**Source excerpt**
I have never met either attention or interest from comrade Shachtman in questions of this kind.

III.

To believe comrade Shachtman, I injected the question of comrade Abern’s faction as a concentration of petty-bourgeois individuals artificially and without any basis in fact. Yet on October 10, 1937, at a time when Shachtman marched shoulder to shoulder with Cannon and it was considered officially that Abern had no faction, I wrote to Cannon:

“The party has only a minority of genuine factory workers ... The non-proletarian elements represent a very necessary yeast, and I believe that we can be proud of the good quality of these elements ... But ... Our party can be inundated by non-proletarian elements and can even lose its revolutionary character. The task is naturally not to prevent the influx of intellectuals by artificial methods, ... but to orientate practically all the organization toward the factories, the strikes, the unions ...

“A concrete example: We cannot devote enough or equal forces to all the factories. Our local organization can choose for its activity in the next period one, two or three factories in its area and concentrate all its forces upon these factories. If we have in one of them two or three workers we can create a special help commission of five non-workers with the purpose of enlarging our influence in these factories.

“The same can be done among the trade unions. We cannot introduce non-worker members in workers’ unions. But we can with success build up help commissions for oral and literary action in connection with our comrades in the union. The unbreakable conditions should be: not to command the workers but only to help them, to give them suggestions, to arm them with the facts, ideas, factory papers, special leaflets, and so on.

“Such collaboration would have a tremendous educational importance from one side for the worker comrades, from the other side for the non-workers who need a solid re-education.

“You have for example an important number of Jewish non-worker elements in your ranks. They can be a very valuable yeast if the party succeeds by and by in extracting them from a closed milieu and ties them to the factory workers by daily activity. I believe such an orientation would also assure a more healthy atmosphere in side the patty.

“One general rule we can establish immediately: a party member who doesn’t win during three or six months a new worker for the party is not a good party member.

“If we established seriously such a general orientation and if we verified every week the practical results, we will avoid a great danger; namely, that the intellectuals and white collar workers might suppress the worker minority, condemn it to silence, transform the party into a very intelligent discussion club but absolutely not habitable for workers.

**Material provided**
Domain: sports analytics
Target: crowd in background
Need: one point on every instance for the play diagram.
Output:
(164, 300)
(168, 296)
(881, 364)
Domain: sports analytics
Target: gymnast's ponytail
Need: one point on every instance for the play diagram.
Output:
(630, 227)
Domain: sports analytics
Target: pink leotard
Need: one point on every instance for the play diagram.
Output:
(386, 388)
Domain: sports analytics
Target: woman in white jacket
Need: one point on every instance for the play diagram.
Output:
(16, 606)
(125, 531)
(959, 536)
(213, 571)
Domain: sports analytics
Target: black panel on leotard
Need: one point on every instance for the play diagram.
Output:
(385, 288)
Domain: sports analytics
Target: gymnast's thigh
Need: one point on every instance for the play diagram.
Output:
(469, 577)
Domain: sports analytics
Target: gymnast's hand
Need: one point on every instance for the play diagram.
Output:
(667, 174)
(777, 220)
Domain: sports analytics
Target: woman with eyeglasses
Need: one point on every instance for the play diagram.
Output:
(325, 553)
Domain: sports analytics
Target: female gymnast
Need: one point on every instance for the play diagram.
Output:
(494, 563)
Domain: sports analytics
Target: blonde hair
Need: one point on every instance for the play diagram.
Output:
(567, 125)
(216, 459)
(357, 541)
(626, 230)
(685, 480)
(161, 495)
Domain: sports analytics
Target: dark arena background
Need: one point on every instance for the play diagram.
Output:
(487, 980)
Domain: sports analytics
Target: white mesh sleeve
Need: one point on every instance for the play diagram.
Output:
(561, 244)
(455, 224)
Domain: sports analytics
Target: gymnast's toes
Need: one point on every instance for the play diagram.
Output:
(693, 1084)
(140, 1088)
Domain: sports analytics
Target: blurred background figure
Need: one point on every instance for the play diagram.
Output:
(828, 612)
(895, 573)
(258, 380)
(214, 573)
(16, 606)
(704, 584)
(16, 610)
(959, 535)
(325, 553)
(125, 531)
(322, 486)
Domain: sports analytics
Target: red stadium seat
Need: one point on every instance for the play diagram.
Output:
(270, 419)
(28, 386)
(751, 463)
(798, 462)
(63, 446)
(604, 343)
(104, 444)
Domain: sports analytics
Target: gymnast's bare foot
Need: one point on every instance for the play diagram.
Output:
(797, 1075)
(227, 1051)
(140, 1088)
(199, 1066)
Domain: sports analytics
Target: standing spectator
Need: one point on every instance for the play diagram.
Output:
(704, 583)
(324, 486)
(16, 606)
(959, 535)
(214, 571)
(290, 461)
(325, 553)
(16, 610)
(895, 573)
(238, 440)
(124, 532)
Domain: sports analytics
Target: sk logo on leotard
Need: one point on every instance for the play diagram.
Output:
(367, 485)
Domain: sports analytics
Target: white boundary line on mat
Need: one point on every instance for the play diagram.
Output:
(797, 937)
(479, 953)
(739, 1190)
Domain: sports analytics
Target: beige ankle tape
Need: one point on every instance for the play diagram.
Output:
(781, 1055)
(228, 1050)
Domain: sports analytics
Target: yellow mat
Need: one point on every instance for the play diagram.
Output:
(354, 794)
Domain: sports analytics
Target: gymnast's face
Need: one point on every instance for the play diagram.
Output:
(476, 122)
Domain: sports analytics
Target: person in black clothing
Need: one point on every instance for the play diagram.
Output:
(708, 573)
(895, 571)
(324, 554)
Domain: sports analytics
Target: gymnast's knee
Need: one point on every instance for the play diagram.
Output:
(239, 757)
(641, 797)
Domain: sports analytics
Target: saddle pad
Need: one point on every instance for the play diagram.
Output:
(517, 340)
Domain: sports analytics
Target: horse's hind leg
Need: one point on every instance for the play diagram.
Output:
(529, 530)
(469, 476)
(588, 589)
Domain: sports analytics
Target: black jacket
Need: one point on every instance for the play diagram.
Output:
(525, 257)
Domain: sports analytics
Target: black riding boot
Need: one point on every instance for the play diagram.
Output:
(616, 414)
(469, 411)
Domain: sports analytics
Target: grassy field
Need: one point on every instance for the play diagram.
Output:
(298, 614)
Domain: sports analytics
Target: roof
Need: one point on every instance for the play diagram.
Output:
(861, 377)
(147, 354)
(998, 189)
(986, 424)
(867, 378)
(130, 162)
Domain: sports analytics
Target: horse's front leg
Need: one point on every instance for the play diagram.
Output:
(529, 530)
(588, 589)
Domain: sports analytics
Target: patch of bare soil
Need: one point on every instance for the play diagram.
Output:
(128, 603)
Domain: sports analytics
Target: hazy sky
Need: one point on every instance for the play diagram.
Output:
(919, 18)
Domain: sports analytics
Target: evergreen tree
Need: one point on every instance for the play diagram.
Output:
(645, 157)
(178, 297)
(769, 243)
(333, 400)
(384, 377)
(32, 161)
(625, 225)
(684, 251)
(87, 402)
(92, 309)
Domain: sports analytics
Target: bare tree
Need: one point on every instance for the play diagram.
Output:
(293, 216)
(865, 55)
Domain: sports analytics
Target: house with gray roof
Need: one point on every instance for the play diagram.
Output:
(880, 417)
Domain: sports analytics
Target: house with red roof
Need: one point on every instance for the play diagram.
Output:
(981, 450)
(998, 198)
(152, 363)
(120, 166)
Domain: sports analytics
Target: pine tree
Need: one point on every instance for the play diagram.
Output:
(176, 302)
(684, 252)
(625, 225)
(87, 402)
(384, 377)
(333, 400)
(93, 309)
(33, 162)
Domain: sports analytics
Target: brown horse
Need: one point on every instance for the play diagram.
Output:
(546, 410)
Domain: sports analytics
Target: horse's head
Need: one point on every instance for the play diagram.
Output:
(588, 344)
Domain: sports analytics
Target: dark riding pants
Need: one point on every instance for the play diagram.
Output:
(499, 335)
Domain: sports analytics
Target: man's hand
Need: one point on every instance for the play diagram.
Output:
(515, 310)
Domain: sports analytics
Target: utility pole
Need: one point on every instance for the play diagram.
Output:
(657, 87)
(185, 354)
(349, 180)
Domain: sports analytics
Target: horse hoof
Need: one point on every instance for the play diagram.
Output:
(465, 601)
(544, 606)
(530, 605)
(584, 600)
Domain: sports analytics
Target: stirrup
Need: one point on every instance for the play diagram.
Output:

**Problems and tasks**
a - List every person the excerpt on orienting the party toward factory workers names as "comrade" or by surname.
b - Reproduce word for word the part of the excerpt on orienting the party toward factory workers that opens with the words containing "To believe comrade" and closes with "the unions ...".

**Answer list**
a - Shachtman, Abern, Cannon

b -
To believe comrade Shachtman, I injected the question of comrade Abern’s faction as a concentration of petty-bourgeois individuals artificially and without any basis in fact. Yet on October 10, 1937, at a time when Shachtman marched shoulder to shoulder with Cannon and it was considered officially that Abern had no faction, I wrote to Cannon:

“The party has only a minority of genuine factory workers ... The non-proletarian elements represent a very necessary yeast, and I believe that we can be proud of the good quality of these elements ... But ... Our party can be inundated by non-proletarian elements and can even lose its revolutionary character. The task is naturally not to prevent the influx of intellectuals by artificial methods, ... but to orientate practically all the organization toward the factories, the strikes, the unions ...